(Tasks to carry out):
[1] According to the fire risk prediction page, how many acres of land burned in 2020?
[2] Gather every line of the records that contains the word "black" and copy each one out. Case counts.

Fire Risk Prediction Analysis

Project 5: A group project focused on prediction of fire risk based on meteorological data.

2020 was the most active fire season in the Western United States’s recorded history. California had the single worst fire season in it’s history, while Arizona had the worst in a decade. Oregon had its most destructive fire season meanwhile Washington and Colorado had several of their all time largest wildfires. Overall 10.2 million acres of land went up in flame and 46 people lost their lives. 13,887 buildings were destroyed and the total cost is upwards of 19.88 billion USD. It is evident that fire is a clear and present danger in the western united states.

The global atmospheric monitoring satellite Copernicus has recorded CO2 emissions from the 2020 fires and noted that “The fires are also emitting lots of smoke and pollution into the atmosphere; those in California and Oregon have already emitted far more carbon in 2020 than in any other year since CAMS records begin in 2003” - CAMS monitors smoke release from devastating US wildfires | Copernicus. We decided to investigate the relationship between weather data (precipitation, temperatures, and drought) and the occurrence of fires, and to attempt building a model which would predict the destructive sizes of wildfire to help prevent the associated damage for our communities.

Following National Wildfire Coordinating Group's convention which groups fires into ranges of fire size based on the number of acres within the final fire perimeter, we chose to set up our model as a a multi-classification where class "A" corresponds to fires smaller than 0.01 acres, "B" - 0.225 acres, "C" - 10 acres, "D" - 100 acres , "E" - 300 acres , "F" - 1000 acres, and "G" - fires larger than that.

(Excerpts from a detection dataset):

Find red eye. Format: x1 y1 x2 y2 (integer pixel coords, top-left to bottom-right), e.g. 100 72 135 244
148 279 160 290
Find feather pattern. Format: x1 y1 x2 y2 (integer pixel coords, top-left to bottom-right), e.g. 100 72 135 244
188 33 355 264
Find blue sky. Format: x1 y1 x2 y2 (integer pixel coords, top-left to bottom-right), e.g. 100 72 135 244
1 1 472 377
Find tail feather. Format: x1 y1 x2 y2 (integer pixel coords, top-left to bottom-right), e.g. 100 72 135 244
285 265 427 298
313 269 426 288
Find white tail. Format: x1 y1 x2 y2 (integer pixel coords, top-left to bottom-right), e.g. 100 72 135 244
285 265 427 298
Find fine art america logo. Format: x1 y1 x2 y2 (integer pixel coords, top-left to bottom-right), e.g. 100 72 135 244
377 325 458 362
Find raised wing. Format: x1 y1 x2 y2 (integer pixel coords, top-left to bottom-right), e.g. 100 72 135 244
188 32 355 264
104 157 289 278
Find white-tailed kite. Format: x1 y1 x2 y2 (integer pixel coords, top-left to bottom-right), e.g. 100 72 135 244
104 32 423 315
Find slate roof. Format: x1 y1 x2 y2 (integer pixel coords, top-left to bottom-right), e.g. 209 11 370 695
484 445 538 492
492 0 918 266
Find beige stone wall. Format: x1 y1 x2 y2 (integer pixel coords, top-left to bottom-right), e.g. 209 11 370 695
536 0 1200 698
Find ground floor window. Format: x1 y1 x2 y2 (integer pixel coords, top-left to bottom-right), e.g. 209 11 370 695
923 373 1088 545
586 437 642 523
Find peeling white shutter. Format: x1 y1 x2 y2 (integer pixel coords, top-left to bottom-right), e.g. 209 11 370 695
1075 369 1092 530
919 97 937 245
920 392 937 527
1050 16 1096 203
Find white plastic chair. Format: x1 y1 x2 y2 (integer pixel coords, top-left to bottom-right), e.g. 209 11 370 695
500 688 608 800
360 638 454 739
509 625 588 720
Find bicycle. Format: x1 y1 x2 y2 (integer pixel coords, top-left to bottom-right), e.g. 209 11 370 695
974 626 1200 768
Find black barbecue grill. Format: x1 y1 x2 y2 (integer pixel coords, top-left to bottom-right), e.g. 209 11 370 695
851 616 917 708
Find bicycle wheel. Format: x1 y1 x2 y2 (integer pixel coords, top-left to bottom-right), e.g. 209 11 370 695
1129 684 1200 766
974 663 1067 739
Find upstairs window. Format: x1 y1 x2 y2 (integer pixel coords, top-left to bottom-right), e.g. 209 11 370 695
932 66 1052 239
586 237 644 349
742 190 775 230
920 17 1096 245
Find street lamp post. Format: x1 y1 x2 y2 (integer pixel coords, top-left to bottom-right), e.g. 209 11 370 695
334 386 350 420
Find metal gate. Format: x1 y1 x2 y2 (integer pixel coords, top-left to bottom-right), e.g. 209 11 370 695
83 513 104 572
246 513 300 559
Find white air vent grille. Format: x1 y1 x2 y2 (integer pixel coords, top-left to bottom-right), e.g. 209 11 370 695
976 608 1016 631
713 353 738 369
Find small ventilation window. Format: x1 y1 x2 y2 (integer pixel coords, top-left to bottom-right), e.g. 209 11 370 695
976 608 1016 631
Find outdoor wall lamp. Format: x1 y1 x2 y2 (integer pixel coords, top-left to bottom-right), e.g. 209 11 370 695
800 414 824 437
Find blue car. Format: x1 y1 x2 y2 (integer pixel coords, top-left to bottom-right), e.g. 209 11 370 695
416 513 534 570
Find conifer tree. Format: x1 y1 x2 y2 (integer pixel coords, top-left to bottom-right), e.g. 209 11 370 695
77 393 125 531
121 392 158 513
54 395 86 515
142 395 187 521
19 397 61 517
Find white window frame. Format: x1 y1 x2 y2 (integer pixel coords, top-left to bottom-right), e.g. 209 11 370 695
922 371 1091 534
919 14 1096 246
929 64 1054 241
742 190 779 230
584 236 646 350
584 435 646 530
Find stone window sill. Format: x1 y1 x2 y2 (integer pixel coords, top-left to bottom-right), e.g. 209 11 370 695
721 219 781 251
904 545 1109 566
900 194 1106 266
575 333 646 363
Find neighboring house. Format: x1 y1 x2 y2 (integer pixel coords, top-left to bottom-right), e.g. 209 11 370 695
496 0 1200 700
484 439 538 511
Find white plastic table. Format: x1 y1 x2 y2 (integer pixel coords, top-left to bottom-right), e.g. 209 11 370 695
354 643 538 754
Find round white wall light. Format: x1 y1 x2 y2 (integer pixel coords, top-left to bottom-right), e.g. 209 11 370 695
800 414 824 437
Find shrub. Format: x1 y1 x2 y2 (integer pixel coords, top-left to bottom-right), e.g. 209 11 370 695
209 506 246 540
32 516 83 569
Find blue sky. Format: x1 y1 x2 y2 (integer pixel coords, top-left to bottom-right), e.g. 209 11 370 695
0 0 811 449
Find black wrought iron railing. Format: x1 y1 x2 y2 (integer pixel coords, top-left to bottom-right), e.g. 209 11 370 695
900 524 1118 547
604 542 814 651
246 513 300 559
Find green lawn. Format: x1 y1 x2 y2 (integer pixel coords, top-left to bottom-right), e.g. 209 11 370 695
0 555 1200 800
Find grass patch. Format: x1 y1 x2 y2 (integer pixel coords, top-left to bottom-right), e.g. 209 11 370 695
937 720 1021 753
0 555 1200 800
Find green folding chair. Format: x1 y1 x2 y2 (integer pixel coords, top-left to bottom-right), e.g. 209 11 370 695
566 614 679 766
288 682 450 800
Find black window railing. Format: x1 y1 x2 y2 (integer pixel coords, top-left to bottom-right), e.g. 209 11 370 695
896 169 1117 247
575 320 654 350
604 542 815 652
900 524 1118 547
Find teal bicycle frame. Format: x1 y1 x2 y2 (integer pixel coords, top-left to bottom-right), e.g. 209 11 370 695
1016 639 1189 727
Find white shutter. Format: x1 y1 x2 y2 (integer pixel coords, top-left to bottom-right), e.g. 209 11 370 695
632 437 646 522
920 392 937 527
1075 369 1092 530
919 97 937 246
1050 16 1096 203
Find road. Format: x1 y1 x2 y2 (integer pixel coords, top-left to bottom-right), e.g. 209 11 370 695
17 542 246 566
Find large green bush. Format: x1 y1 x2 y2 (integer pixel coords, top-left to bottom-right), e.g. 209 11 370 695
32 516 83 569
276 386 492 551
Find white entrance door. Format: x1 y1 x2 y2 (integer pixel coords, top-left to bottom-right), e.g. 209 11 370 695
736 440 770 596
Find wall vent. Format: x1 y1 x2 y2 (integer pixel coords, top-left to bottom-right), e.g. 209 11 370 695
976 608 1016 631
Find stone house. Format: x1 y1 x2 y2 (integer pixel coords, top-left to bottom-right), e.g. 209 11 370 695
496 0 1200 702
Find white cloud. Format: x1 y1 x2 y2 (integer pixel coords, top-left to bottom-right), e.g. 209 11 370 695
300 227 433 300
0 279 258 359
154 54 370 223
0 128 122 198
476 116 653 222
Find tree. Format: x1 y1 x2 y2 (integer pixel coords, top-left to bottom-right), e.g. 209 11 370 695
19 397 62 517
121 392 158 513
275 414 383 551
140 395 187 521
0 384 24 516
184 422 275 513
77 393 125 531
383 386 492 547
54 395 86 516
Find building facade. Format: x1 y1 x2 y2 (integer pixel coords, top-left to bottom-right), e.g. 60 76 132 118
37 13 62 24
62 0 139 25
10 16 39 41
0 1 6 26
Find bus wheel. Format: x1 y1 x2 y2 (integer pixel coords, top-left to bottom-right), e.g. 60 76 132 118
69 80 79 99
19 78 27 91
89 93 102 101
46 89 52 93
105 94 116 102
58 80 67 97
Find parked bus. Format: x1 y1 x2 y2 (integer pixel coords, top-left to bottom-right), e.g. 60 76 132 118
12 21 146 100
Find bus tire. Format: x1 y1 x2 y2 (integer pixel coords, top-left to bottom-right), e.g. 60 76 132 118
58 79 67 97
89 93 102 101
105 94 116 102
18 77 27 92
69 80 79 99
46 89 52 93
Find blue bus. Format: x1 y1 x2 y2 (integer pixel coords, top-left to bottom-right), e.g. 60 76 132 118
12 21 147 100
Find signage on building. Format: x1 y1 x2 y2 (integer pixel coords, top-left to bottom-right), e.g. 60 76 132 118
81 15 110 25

(Task results):
[1] 10.2 million acres

[2]
Find black barbecue grill. Format: x1 y1 x2 y2 (integer pixel coords, top-left to bottom-right), e.g. 209 11 370 695
Find black wrought iron railing. Format: x1 y1 x2 y2 (integer pixel coords, top-left to bottom-right), e.g. 209 11 370 695
Find black window railing. Format: x1 y1 x2 y2 (integer pixel coords, top-left to bottom-right), e.g. 209 11 370 695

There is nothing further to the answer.